WRITTEN TASK =
Count the lines in the data below that contain the string "white". Give only that number.

PROVIDED RECORDS =
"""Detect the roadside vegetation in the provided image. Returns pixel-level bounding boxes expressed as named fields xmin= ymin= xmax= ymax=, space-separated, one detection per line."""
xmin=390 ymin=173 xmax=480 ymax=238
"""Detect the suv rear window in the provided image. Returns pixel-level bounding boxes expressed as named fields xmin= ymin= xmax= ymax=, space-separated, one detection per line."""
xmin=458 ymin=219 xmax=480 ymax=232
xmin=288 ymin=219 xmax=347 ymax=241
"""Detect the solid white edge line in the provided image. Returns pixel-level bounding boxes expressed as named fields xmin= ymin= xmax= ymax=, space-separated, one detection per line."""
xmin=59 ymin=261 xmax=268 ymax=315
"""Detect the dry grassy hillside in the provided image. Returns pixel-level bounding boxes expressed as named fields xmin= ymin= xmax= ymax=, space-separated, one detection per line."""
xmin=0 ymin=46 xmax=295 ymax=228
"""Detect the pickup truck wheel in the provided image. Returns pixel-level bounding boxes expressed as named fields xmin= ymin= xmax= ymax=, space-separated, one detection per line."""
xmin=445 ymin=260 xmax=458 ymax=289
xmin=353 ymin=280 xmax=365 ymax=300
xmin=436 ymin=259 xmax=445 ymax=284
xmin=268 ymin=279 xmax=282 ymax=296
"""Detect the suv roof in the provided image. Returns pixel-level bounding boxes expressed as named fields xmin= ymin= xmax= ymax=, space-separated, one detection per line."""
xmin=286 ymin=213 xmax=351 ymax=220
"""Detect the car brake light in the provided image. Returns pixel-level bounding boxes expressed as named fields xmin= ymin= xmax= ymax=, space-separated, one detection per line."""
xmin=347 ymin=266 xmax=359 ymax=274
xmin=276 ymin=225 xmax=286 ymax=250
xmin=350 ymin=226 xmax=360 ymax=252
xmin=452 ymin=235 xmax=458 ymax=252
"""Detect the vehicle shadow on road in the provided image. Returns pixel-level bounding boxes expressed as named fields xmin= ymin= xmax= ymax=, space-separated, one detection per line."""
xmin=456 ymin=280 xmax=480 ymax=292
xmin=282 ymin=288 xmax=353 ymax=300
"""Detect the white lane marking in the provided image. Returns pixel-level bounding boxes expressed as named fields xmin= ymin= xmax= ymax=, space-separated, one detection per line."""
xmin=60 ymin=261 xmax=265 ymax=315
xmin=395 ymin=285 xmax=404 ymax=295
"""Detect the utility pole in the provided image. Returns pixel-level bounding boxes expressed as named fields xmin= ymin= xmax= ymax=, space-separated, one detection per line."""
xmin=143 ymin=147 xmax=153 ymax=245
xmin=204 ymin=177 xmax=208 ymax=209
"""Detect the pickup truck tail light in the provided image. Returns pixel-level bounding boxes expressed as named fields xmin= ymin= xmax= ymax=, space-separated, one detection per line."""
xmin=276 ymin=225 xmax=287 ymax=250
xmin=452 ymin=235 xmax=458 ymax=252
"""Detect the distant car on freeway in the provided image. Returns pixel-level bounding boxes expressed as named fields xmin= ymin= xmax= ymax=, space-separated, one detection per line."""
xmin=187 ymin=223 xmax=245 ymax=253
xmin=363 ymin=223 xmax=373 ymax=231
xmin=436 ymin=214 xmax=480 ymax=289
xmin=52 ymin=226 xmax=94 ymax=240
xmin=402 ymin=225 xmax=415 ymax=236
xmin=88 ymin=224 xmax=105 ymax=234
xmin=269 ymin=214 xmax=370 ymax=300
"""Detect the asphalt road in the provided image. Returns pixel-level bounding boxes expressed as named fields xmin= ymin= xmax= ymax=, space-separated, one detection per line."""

--

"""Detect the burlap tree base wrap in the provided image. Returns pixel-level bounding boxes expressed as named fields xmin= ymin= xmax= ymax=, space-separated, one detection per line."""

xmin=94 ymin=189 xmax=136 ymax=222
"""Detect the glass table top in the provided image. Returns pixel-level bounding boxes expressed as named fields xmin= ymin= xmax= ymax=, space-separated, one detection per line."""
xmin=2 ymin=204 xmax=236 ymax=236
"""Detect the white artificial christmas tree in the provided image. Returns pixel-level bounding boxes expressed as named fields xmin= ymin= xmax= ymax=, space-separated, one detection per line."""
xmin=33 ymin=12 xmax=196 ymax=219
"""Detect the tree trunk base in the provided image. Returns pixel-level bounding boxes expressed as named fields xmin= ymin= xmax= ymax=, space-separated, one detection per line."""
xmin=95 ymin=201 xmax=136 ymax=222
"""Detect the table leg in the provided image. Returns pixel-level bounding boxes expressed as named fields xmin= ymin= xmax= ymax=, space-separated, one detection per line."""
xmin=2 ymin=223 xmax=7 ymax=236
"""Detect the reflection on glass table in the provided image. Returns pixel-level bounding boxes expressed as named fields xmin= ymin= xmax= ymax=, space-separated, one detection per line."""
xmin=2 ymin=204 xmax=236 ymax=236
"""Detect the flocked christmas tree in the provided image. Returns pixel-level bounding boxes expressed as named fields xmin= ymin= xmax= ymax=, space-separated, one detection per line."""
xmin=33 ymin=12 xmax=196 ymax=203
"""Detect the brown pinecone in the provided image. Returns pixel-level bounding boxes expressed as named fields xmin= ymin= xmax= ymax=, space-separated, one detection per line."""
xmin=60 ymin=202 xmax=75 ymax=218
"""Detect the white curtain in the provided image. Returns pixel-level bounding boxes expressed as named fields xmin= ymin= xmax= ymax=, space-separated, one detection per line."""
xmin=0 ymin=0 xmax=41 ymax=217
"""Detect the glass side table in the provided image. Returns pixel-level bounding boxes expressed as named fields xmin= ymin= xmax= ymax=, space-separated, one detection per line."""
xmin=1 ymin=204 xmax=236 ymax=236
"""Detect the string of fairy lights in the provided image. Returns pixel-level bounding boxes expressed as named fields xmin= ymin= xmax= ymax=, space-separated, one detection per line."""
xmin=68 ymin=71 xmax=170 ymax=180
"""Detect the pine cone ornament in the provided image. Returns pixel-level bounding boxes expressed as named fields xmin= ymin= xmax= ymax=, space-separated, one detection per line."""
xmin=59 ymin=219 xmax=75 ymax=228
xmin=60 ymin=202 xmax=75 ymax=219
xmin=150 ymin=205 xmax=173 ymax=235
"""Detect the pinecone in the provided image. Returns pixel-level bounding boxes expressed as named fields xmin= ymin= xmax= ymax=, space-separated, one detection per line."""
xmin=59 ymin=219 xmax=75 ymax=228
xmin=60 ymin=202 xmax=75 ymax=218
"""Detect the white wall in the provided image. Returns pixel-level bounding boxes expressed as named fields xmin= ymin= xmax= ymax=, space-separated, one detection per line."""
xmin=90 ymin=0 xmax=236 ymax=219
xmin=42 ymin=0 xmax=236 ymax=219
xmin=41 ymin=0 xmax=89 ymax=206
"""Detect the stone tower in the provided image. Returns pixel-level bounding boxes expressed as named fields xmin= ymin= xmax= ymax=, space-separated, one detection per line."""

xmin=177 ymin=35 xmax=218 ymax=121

RESPONSE TO THIS TASK =
5